To do => From the rows below, keep only the lines that contain the string "rough" and copy each one without changes.

====================

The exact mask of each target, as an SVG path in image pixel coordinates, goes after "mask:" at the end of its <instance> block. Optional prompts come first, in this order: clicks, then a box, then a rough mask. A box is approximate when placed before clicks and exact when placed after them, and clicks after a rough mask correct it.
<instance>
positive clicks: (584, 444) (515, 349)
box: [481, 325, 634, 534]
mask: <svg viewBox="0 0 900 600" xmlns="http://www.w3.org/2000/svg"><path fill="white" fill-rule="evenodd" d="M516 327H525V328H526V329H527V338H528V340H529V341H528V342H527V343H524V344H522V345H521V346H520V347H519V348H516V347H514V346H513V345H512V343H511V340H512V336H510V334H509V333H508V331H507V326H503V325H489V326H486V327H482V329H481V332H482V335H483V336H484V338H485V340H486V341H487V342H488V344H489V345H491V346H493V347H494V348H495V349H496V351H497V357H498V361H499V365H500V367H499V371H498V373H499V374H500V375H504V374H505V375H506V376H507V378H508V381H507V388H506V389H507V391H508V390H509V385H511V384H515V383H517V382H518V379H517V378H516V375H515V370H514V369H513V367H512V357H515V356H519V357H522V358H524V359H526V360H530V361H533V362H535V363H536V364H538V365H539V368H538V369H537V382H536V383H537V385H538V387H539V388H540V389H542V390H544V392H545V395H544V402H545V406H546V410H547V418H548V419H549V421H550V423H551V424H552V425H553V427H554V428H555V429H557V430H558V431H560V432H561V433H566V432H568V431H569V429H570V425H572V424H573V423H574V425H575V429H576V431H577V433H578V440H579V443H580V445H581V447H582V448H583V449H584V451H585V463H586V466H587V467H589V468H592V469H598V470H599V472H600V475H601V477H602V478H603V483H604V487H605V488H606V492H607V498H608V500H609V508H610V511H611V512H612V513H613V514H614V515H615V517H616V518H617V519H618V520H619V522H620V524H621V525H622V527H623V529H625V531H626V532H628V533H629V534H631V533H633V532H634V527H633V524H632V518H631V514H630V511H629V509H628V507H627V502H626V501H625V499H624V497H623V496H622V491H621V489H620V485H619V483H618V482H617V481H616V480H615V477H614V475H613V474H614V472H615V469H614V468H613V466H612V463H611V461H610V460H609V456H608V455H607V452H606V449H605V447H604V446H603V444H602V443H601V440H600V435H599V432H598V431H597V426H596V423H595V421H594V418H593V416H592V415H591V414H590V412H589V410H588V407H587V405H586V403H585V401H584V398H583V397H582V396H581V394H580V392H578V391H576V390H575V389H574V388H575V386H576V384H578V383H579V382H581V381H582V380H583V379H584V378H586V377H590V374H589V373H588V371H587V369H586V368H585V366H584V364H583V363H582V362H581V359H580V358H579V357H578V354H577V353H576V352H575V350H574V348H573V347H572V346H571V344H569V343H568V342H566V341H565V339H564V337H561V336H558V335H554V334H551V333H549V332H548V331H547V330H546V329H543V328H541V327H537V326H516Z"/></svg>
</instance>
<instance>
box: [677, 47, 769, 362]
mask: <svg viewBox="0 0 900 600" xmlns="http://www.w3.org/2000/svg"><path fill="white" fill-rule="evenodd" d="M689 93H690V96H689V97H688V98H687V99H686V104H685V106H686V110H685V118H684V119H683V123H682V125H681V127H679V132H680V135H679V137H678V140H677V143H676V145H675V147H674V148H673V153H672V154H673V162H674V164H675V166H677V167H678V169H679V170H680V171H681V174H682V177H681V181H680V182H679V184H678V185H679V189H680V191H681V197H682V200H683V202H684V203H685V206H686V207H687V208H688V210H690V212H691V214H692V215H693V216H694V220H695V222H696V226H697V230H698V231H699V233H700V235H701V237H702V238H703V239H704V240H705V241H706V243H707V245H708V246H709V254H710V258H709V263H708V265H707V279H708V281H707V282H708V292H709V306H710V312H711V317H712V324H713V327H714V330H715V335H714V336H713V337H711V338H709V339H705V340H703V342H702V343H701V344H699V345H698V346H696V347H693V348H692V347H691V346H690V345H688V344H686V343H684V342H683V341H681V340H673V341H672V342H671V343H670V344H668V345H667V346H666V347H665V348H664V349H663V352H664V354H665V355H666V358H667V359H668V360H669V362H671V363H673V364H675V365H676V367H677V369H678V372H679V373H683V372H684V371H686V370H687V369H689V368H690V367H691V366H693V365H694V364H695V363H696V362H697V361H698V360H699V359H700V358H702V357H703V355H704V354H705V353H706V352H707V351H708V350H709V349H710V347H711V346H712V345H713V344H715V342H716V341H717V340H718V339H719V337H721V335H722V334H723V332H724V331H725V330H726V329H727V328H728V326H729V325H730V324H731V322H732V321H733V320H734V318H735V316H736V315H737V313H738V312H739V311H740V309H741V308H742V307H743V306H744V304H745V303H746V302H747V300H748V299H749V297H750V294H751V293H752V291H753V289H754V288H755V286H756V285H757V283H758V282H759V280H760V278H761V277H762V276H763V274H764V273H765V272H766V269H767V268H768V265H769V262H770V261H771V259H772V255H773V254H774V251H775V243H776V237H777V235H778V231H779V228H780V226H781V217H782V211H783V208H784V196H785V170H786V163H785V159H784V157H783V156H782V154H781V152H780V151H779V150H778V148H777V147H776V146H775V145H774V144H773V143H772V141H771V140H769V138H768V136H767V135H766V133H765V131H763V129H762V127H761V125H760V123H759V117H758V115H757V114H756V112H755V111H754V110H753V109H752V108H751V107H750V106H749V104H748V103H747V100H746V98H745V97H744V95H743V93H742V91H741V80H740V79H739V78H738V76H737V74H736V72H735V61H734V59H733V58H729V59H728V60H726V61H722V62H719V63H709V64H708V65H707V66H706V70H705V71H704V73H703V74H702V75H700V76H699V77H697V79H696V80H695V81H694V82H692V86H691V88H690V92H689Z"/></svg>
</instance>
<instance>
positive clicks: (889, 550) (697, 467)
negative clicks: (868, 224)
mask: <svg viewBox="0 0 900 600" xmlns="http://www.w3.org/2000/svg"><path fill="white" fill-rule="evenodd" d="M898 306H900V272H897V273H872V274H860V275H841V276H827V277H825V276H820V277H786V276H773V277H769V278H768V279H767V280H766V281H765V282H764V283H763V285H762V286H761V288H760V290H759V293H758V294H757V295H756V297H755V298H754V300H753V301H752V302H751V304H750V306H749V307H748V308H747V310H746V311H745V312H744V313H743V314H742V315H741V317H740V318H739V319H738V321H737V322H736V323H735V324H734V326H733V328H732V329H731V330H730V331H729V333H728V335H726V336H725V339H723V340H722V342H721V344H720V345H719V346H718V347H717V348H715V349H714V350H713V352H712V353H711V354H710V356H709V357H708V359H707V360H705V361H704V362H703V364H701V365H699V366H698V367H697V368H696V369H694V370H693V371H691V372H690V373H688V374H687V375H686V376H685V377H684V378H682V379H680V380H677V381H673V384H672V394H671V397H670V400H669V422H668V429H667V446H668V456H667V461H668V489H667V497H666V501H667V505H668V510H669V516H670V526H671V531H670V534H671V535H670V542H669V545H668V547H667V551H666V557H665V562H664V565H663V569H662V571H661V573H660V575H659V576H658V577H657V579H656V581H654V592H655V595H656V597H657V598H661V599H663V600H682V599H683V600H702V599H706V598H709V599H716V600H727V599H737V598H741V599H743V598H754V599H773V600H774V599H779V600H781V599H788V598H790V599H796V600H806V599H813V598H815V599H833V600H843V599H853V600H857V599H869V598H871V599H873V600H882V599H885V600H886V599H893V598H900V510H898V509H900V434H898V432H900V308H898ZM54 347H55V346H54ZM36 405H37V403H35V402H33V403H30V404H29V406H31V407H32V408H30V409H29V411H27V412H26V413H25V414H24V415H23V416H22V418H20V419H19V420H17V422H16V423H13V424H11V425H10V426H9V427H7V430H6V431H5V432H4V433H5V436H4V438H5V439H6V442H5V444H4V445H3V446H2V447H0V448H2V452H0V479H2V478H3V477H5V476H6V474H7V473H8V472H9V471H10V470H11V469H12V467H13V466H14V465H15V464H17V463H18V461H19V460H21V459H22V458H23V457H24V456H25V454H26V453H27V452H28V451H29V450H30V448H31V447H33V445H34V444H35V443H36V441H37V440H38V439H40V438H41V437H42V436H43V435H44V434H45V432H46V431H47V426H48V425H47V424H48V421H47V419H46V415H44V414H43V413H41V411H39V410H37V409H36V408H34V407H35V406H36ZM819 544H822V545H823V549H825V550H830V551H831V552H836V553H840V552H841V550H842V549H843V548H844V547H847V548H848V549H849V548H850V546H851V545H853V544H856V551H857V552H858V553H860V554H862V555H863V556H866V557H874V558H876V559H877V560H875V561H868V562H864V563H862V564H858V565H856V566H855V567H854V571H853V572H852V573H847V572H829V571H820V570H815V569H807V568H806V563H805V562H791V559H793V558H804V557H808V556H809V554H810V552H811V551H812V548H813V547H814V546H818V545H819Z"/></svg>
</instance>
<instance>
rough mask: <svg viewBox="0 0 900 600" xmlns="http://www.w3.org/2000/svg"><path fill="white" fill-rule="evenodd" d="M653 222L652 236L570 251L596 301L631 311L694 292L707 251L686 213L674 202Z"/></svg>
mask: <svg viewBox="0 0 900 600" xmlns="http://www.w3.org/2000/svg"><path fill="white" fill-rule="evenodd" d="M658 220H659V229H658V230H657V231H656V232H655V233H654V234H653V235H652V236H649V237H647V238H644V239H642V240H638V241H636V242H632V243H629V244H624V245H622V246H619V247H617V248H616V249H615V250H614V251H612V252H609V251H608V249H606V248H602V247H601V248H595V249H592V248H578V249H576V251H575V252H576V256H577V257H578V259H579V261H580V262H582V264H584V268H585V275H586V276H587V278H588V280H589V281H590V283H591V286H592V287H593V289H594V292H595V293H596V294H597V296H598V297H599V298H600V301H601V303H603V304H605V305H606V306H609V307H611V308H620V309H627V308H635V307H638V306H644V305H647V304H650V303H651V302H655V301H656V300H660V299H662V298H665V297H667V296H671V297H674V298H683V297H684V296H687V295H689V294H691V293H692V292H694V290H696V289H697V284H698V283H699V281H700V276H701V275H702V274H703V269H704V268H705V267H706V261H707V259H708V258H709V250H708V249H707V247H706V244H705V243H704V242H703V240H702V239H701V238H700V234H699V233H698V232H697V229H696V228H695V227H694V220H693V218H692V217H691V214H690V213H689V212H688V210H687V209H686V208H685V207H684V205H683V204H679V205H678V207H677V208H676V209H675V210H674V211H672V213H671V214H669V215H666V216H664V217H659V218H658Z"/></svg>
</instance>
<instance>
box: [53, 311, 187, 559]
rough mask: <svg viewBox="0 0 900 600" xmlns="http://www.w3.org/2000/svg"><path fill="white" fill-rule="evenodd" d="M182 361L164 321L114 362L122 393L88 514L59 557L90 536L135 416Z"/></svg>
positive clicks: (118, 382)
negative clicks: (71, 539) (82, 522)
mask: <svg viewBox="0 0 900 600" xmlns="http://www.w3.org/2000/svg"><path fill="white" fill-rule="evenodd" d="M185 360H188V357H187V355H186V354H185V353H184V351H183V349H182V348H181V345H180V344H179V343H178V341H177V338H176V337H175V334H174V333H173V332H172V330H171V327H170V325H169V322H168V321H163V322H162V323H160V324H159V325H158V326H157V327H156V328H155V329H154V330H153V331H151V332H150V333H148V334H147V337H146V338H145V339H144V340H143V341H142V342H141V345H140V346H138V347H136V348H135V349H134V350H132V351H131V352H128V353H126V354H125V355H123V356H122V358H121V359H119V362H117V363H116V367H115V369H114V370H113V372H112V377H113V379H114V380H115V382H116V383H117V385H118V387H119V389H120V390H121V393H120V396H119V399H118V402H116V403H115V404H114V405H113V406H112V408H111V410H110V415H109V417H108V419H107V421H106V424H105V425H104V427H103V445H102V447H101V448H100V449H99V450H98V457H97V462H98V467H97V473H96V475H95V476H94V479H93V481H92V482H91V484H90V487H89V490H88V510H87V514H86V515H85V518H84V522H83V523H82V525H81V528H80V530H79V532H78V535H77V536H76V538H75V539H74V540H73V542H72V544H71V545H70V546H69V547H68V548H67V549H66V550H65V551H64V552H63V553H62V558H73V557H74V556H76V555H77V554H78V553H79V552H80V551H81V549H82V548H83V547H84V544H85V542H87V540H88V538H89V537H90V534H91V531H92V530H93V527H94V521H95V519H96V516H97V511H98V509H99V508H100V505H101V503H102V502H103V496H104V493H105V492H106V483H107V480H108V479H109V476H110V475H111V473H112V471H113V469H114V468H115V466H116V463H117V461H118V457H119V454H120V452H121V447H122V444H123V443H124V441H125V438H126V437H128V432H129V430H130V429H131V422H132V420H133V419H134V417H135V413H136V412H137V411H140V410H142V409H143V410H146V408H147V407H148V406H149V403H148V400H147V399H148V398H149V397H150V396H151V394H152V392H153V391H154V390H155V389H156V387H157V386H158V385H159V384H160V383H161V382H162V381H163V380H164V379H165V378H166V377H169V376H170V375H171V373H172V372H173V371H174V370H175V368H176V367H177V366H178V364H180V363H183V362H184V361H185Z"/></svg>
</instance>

====================

Written answer =>
The exact mask of each target, as an SVG path in image pixel coordinates, goes after "mask:" at the end of its <instance> block. Optional prompts come first, in this order: clicks, then a box, then a rough mask. A box is approximate when placed before clicks and exact when placed after them, and clicks after a rough mask correct it.
rough mask: <svg viewBox="0 0 900 600" xmlns="http://www.w3.org/2000/svg"><path fill="white" fill-rule="evenodd" d="M653 222L652 236L570 251L596 301L631 311L694 292L707 251L686 213L674 202Z"/></svg>
rough mask: <svg viewBox="0 0 900 600" xmlns="http://www.w3.org/2000/svg"><path fill="white" fill-rule="evenodd" d="M182 361L164 321L114 362L122 393L88 514L59 557L90 536L135 416Z"/></svg>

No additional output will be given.